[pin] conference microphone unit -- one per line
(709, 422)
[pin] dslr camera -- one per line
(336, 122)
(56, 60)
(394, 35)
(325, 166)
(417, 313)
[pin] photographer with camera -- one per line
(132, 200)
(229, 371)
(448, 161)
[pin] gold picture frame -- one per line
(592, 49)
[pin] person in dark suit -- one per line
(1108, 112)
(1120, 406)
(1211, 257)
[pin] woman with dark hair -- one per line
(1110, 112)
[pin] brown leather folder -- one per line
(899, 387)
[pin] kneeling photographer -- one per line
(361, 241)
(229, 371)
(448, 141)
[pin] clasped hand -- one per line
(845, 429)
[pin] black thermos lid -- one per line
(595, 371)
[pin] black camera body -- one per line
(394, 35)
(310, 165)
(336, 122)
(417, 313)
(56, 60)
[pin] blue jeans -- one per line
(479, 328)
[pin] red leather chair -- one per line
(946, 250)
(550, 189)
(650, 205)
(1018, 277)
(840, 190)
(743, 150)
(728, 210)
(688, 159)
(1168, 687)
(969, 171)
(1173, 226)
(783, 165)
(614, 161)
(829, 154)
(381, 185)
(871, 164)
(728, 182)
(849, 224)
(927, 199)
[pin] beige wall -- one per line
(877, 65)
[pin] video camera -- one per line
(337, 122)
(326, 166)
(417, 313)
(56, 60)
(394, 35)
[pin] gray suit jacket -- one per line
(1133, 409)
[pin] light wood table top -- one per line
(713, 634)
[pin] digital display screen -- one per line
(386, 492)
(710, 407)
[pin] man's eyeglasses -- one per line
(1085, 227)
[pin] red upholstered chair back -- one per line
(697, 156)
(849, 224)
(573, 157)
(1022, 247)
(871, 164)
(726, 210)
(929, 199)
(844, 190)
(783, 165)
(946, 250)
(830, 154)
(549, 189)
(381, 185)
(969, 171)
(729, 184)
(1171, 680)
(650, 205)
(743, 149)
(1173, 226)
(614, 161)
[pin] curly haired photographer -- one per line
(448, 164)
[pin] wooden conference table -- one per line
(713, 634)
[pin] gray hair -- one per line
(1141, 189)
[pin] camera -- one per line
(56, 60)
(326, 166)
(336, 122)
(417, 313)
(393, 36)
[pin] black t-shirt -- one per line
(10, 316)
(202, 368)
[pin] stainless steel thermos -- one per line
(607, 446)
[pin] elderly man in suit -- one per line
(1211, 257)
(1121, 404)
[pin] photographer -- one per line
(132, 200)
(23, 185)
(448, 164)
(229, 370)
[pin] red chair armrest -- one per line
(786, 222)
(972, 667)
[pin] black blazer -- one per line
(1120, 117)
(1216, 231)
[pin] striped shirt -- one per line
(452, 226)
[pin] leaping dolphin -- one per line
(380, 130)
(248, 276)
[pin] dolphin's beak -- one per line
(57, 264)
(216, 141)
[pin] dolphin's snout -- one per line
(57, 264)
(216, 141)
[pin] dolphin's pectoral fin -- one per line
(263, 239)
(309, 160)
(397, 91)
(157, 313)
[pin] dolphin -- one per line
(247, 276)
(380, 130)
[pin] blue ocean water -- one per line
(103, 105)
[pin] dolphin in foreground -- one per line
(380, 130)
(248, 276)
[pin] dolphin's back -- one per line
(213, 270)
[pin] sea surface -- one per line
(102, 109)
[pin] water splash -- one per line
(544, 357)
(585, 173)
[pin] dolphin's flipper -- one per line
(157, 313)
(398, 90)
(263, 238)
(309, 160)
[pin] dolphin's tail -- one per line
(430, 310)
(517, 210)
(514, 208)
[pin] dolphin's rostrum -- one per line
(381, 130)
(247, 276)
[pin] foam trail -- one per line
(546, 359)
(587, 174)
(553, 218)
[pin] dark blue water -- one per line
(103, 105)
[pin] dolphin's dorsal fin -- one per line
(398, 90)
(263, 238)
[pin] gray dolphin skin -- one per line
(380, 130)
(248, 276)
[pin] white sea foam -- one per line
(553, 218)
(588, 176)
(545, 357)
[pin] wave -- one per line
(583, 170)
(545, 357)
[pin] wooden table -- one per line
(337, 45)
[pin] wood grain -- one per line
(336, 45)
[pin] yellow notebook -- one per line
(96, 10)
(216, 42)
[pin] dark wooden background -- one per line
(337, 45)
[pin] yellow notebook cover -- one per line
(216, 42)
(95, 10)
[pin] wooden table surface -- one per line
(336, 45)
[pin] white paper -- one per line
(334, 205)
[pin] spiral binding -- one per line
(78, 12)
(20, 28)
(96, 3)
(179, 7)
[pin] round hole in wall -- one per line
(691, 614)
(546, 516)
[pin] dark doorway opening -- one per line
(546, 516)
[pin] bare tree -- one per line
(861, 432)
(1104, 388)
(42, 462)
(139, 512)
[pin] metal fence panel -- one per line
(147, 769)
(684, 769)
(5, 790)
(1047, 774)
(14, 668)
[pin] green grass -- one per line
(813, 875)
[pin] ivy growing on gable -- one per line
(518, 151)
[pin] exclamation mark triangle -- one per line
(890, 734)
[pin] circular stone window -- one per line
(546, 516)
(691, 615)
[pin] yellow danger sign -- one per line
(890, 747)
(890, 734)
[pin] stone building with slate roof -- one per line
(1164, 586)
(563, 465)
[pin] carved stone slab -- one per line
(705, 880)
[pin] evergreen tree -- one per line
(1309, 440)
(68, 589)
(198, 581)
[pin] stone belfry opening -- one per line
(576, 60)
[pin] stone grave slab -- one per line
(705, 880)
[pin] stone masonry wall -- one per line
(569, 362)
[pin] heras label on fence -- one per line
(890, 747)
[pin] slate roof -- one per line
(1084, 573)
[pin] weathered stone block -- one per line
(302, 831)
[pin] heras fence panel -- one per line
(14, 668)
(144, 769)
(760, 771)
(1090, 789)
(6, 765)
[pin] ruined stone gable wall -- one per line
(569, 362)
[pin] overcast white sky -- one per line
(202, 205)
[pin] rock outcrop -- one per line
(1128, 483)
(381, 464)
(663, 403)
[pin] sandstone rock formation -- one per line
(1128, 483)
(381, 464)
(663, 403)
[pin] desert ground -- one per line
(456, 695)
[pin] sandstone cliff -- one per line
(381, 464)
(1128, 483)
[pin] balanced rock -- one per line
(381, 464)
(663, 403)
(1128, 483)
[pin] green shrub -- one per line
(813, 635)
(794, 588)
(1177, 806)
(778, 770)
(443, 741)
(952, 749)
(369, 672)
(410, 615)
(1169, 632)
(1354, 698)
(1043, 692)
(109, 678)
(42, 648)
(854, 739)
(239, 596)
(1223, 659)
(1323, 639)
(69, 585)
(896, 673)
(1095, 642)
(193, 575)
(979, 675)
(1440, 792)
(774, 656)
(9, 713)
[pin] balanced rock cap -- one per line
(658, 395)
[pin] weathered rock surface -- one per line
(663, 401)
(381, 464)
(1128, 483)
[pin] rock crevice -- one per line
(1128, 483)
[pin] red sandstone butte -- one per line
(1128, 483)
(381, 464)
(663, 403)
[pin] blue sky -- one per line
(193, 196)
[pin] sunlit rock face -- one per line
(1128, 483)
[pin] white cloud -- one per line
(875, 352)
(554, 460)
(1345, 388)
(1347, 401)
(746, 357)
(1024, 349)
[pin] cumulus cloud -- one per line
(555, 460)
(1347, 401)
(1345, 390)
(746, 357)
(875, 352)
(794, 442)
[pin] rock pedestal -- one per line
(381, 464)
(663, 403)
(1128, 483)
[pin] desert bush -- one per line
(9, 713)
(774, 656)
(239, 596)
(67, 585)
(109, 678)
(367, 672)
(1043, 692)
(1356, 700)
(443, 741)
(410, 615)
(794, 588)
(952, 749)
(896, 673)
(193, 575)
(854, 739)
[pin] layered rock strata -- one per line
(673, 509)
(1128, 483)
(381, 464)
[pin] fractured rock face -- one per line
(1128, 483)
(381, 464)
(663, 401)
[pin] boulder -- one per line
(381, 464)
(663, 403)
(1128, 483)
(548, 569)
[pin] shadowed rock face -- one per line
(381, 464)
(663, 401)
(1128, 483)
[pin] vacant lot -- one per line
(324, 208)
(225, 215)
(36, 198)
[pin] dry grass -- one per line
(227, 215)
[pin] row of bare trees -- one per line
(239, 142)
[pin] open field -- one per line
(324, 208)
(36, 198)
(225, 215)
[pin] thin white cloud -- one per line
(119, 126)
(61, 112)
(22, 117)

→ **SHORT EXERCISE**
Copy out the records word for word, from the first line down through the line containing "(1121, 404)", and include that line.

→ **RESPONSE TO THE TASK**
[pin] conference microphone unit -- one per line
(709, 422)
[pin] dslr camera -- one per line
(336, 122)
(56, 60)
(394, 35)
(325, 166)
(417, 313)
[pin] photographer with camera -- one per line
(132, 200)
(229, 371)
(448, 161)
[pin] gold picture frame -- one per line
(592, 49)
[pin] person in dark suit -- one per line
(1108, 112)
(1120, 406)
(1211, 257)
[pin] woman with dark hair -- one per line
(1110, 112)
[pin] brown leather folder -- one per line
(899, 387)
[pin] kneeling photographer -- one per line
(361, 241)
(229, 371)
(448, 141)
[pin] clasped hand -- one per line
(845, 429)
[pin] black thermos lid -- one per line
(595, 371)
[pin] black camera body -- one per line
(394, 35)
(310, 165)
(336, 122)
(417, 313)
(56, 60)
[pin] blue jeans -- one per line
(479, 328)
[pin] red leather chair -- one per line
(946, 250)
(550, 189)
(650, 205)
(1018, 277)
(840, 190)
(743, 150)
(728, 210)
(688, 159)
(1168, 687)
(969, 171)
(1173, 226)
(783, 165)
(614, 161)
(829, 154)
(381, 185)
(871, 164)
(728, 182)
(849, 224)
(927, 199)
[pin] beige wall -- one per line
(877, 65)
[pin] video camera -- one per line
(337, 122)
(326, 166)
(417, 313)
(56, 60)
(394, 35)
[pin] gray suit jacket -- one per line
(1133, 409)
[pin] light wood table top -- one per line
(713, 634)
[pin] digital display screen -- one per line
(386, 492)
(710, 407)
[pin] man's eyeglasses -- one per line
(1085, 227)
[pin] red upholstered chair back -- one per line
(697, 156)
(849, 224)
(573, 157)
(1022, 247)
(871, 164)
(726, 210)
(929, 199)
(844, 190)
(783, 165)
(946, 250)
(830, 154)
(549, 189)
(381, 185)
(969, 171)
(729, 184)
(1171, 680)
(650, 205)
(743, 149)
(1173, 226)
(614, 161)
[pin] curly haired photographer -- one per line
(448, 164)
[pin] wooden conference table -- one per line
(713, 634)
[pin] gray hair -- one per line
(1141, 189)
[pin] camera -- one per line
(56, 60)
(326, 166)
(336, 122)
(417, 313)
(393, 36)
[pin] black t-shirt -- one per line
(10, 316)
(202, 368)
[pin] stainless steel thermos -- one per line
(607, 446)
[pin] elderly man in suit -- one per line
(1211, 257)
(1121, 404)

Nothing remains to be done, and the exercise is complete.